━━ RECORDS SHOWN ━━

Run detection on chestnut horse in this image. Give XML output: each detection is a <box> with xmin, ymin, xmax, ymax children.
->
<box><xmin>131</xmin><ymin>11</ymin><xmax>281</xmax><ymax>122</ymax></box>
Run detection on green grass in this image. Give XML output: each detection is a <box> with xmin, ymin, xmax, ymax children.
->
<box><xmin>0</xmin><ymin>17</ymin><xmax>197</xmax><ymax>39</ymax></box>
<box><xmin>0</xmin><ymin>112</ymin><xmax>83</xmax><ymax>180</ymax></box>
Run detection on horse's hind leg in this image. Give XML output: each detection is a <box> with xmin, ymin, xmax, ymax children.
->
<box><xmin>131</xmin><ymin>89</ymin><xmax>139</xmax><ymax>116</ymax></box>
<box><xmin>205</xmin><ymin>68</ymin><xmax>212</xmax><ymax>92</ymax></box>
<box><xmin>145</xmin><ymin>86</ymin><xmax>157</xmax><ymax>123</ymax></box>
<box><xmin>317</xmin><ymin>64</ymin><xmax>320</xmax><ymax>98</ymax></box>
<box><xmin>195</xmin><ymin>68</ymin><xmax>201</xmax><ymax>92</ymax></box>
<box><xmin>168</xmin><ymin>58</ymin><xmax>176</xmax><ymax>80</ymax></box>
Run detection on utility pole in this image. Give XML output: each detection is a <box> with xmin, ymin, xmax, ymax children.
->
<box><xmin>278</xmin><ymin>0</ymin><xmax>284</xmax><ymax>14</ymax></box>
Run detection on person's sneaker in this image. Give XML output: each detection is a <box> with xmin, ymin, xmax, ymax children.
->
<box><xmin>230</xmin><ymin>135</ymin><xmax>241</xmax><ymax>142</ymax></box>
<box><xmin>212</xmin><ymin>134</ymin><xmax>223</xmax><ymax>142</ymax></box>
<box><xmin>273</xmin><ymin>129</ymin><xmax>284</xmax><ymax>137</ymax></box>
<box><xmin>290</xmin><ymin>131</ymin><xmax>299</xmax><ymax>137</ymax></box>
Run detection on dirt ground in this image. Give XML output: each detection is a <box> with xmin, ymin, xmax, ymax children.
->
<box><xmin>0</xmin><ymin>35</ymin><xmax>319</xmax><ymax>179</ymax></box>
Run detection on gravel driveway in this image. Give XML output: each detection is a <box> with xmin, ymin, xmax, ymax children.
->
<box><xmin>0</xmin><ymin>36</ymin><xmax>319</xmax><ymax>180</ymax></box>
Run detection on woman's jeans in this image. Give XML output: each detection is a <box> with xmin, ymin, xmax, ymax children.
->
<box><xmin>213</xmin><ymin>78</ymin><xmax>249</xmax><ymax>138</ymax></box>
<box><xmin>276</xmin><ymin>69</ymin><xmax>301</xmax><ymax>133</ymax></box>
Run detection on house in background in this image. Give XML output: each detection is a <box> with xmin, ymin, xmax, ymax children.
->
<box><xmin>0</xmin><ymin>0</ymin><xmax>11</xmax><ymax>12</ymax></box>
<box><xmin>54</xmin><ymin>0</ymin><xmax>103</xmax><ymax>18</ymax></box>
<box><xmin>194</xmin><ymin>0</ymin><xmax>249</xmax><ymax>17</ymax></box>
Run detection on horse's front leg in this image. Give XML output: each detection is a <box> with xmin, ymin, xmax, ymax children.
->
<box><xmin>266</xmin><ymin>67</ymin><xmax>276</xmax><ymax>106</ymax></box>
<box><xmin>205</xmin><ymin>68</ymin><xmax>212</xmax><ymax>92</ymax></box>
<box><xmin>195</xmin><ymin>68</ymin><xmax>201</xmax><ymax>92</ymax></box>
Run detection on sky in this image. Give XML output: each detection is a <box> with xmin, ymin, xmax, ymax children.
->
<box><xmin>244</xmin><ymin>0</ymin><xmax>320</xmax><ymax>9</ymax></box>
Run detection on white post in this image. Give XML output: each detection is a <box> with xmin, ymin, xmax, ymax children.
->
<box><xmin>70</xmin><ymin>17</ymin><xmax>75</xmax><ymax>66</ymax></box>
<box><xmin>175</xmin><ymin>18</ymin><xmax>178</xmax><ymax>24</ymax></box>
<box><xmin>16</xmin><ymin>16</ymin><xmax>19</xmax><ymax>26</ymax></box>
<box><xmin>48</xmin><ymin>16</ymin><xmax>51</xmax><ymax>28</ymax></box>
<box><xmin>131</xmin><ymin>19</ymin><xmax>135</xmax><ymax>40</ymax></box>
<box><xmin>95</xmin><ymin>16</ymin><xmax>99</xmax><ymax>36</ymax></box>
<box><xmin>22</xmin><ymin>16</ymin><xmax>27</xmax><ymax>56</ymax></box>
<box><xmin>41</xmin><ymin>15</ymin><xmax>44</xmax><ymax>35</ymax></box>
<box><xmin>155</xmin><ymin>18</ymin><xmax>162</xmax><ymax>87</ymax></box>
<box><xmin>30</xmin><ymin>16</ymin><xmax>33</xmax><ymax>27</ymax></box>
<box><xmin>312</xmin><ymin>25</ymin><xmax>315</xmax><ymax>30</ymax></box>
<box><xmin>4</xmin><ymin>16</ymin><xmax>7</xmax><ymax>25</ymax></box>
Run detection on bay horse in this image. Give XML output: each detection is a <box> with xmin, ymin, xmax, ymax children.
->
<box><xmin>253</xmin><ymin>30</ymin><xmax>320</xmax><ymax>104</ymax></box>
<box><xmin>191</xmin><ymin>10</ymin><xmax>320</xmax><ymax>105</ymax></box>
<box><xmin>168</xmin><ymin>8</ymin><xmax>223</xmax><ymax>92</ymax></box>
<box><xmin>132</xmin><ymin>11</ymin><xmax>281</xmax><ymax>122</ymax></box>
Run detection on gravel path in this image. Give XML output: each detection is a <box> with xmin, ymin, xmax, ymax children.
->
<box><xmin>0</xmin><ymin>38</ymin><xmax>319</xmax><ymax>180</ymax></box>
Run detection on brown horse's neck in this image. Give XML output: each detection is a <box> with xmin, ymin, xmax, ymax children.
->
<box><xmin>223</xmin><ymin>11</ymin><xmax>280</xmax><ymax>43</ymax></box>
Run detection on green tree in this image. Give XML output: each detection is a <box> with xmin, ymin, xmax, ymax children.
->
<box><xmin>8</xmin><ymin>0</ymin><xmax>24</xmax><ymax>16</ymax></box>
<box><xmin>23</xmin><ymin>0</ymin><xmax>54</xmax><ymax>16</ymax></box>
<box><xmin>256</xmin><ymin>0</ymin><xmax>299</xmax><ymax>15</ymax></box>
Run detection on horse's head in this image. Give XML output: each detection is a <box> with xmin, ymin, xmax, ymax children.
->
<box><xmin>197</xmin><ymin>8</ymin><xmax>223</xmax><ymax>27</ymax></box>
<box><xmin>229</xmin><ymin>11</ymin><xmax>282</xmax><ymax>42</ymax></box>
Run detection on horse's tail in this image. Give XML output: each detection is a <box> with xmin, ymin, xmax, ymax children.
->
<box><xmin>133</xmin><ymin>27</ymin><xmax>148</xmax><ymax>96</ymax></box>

━━━

YOUR GOAL: Nothing but a number is expected: the tally of lines in the records that include the word "gravel".

THE COMPLETED TASK: 2